* Activity *
Would you set down every entry again, exactly as written?

* Saved entries *
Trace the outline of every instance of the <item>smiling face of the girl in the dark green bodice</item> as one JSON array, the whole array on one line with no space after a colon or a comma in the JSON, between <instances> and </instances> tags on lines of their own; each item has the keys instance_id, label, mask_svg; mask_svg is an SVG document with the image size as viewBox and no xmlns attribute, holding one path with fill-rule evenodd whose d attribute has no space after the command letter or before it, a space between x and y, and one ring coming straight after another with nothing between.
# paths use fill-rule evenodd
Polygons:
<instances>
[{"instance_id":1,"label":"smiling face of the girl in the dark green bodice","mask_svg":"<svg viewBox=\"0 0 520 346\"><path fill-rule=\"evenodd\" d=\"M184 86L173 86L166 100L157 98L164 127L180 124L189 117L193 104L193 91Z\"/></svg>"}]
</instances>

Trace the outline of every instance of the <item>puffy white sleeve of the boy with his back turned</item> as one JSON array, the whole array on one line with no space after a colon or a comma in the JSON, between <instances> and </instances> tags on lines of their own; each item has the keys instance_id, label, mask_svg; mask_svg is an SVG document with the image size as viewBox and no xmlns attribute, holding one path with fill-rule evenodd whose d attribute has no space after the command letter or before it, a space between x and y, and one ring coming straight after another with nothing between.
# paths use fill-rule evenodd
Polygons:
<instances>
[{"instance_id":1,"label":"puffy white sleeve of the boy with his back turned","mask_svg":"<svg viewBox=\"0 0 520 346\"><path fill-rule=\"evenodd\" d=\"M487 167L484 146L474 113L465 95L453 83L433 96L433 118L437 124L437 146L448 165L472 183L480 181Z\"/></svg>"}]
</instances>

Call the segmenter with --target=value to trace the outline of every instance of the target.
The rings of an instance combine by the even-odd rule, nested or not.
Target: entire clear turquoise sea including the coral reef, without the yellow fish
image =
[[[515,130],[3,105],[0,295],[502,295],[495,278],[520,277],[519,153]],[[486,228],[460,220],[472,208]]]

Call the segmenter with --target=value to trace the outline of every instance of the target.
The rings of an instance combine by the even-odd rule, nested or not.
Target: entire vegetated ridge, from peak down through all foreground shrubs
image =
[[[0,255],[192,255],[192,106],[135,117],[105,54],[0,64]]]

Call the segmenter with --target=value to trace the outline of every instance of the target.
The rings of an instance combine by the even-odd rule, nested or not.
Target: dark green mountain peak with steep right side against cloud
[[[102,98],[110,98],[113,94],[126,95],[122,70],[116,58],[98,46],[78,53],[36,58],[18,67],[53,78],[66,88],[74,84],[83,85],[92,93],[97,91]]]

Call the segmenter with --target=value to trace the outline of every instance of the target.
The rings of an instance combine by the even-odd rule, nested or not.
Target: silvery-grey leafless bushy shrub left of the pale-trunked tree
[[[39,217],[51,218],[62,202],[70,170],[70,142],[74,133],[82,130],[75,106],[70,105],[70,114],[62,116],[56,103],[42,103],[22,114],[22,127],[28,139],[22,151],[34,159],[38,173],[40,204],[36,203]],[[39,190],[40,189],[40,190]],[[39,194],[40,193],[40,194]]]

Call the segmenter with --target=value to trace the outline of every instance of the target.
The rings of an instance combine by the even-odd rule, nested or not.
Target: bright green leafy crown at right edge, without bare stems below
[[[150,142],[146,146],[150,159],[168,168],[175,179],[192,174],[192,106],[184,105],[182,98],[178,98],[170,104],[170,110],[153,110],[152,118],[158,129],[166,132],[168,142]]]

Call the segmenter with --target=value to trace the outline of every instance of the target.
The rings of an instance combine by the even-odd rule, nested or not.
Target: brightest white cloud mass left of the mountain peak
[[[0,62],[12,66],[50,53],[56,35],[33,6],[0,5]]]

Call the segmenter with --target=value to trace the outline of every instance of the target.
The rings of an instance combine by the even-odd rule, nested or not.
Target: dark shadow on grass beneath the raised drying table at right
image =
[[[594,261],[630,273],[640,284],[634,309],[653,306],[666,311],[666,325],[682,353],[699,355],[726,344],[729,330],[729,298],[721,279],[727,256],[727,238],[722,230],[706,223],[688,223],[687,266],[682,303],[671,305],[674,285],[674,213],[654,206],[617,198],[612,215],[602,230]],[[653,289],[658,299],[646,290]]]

* Finished task *
Trace the outline of every instance of the <item>smiling face of the girl in the dark green bodice</item> as one JSON array, the whole array on one line with no space after a colon or a comma in the JSON, between <instances> and </instances> tags on lines of their own; each item has the keys instance_id, label, mask_svg; mask_svg is an SVG document with the image size as viewBox and no xmlns attribute, holding one path with fill-rule evenodd whose d attribute has no space after the command letter or before it, a space between x and y, and one ring coming straight after another with nothing between.
# paths use fill-rule evenodd
Polygons:
<instances>
[{"instance_id":1,"label":"smiling face of the girl in the dark green bodice","mask_svg":"<svg viewBox=\"0 0 520 346\"><path fill-rule=\"evenodd\" d=\"M184 86L173 86L166 100L157 98L164 127L180 124L189 117L193 104L193 91Z\"/></svg>"}]
</instances>

Trace the outline of every instance of the <item>puffy white sleeve of the boy with his back turned</item> as one JSON array, the whole array on one line with no space after a colon or a comma in the JSON, between <instances> and </instances> tags on lines of their own; each item has the keys instance_id, label, mask_svg; mask_svg is an SVG document with the image size as viewBox and no xmlns attribute, holding one path with fill-rule evenodd whose d attribute has no space after the command letter or before it, a space between x and y, and one ring coming straight after another with nothing between.
# paths use fill-rule evenodd
Polygons:
<instances>
[{"instance_id":1,"label":"puffy white sleeve of the boy with his back turned","mask_svg":"<svg viewBox=\"0 0 520 346\"><path fill-rule=\"evenodd\" d=\"M487 167L484 146L474 113L465 95L453 83L433 96L433 118L437 124L437 146L448 165L472 183L480 181Z\"/></svg>"}]
</instances>

Call the segmenter with --target=value to trace the outline of every instance of the target.
The rings of an instance combine by the even-odd rule, nested or not.
Target: entire clear turquoise sea including the coral reef, without the yellow fish
image =
[[[515,130],[3,105],[0,295],[502,295],[495,278],[520,277],[519,153]],[[486,228],[460,220],[472,208]]]

Call the segmenter with --target=value to trace the outline of every instance of the target.
The rings of an instance combine by the even-odd rule, nested or not.
Target: entire vegetated ridge, from peak down through all foreground shrubs
image =
[[[0,255],[192,255],[192,106],[135,117],[105,54],[0,64]]]

Call the segmenter with --target=value to trace the outline of every instance of the target.
The rings of an instance combine by the even-odd rule, nested or not.
Target: dark green mountain peak with steep right side against cloud
[[[102,98],[110,98],[113,94],[126,95],[122,70],[116,58],[98,46],[78,53],[36,58],[18,67],[53,78],[66,88],[74,84],[83,85],[92,93],[97,91]]]

Call the segmenter with --target=value to trace the outline of every instance of the target.
The rings of an instance combine by the even-odd rule, nested or not.
Target: silvery-grey leafless bushy shrub left of the pale-trunked tree
[[[39,217],[51,218],[62,202],[70,170],[70,142],[74,133],[82,130],[75,106],[70,105],[70,114],[62,116],[56,103],[42,103],[22,114],[22,127],[28,139],[22,151],[34,159],[38,173],[40,204],[36,203]],[[39,190],[40,189],[40,190]],[[39,194],[40,193],[40,194]]]

Call the segmenter with --target=value to trace the outline of every instance of the target.
The rings of an instance combine by the even-odd rule, nested or not.
Target: bright green leafy crown at right edge, without bare stems below
[[[150,142],[146,146],[150,159],[168,168],[175,179],[192,174],[192,106],[184,105],[182,98],[178,98],[170,104],[170,110],[153,110],[152,118],[158,129],[166,132],[168,142]]]

Call the segmenter with --target=value to trace the outline of every instance of the target.
The rings of an instance combine by the even-odd rule, nested or not.
Target: brightest white cloud mass left of the mountain peak
[[[0,62],[12,66],[50,53],[56,35],[33,6],[0,5]]]

Call the segmenter with --target=value to trace the outline of every instance of the target.
The rings of an instance combine by the even-odd rule, nested or not.
Target: dark shadow on grass beneath the raised drying table at right
image =
[[[594,261],[630,273],[640,284],[634,309],[653,306],[666,311],[666,325],[682,353],[699,355],[726,344],[729,330],[729,298],[721,279],[727,256],[727,238],[722,230],[706,223],[688,223],[687,266],[682,303],[671,305],[674,285],[674,213],[654,206],[617,198],[612,215],[602,230]],[[653,289],[658,299],[646,290]]]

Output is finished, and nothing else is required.